▶ The task
Identify every line in the entries below that contains the word "tail", and copy each of those lines.

(Lines of data)
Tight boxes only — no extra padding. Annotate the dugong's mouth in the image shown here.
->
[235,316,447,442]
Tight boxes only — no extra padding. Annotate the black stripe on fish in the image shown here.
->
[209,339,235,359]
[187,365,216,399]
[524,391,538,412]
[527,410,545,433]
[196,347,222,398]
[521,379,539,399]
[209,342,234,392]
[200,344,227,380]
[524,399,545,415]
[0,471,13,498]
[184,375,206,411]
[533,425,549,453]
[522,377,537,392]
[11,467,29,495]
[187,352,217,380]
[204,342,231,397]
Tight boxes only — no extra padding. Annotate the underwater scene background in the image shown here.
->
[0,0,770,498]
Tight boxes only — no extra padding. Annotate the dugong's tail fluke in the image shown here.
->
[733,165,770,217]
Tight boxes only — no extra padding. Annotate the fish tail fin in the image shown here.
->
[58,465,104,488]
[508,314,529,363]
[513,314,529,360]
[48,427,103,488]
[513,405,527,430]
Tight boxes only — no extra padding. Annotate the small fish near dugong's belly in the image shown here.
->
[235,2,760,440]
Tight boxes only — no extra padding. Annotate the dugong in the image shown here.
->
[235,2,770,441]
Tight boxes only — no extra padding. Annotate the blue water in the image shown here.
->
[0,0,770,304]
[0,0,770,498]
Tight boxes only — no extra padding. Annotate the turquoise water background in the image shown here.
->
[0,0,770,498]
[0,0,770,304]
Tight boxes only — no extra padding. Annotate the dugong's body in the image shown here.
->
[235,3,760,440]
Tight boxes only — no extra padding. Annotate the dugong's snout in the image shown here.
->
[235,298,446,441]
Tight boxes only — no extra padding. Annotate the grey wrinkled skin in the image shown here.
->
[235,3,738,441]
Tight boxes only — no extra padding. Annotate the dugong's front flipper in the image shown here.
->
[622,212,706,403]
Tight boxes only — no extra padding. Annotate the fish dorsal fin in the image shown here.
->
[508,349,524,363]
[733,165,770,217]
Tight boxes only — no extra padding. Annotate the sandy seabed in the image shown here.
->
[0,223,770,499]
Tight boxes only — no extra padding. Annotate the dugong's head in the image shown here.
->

▶ Solution to this problem
Tight boxes only — no extra padding. Annotate the dugong's tail fluke in the image shown here.
Tight boxes only — no extra padding. Annotate the fish tail fin in the image shown here.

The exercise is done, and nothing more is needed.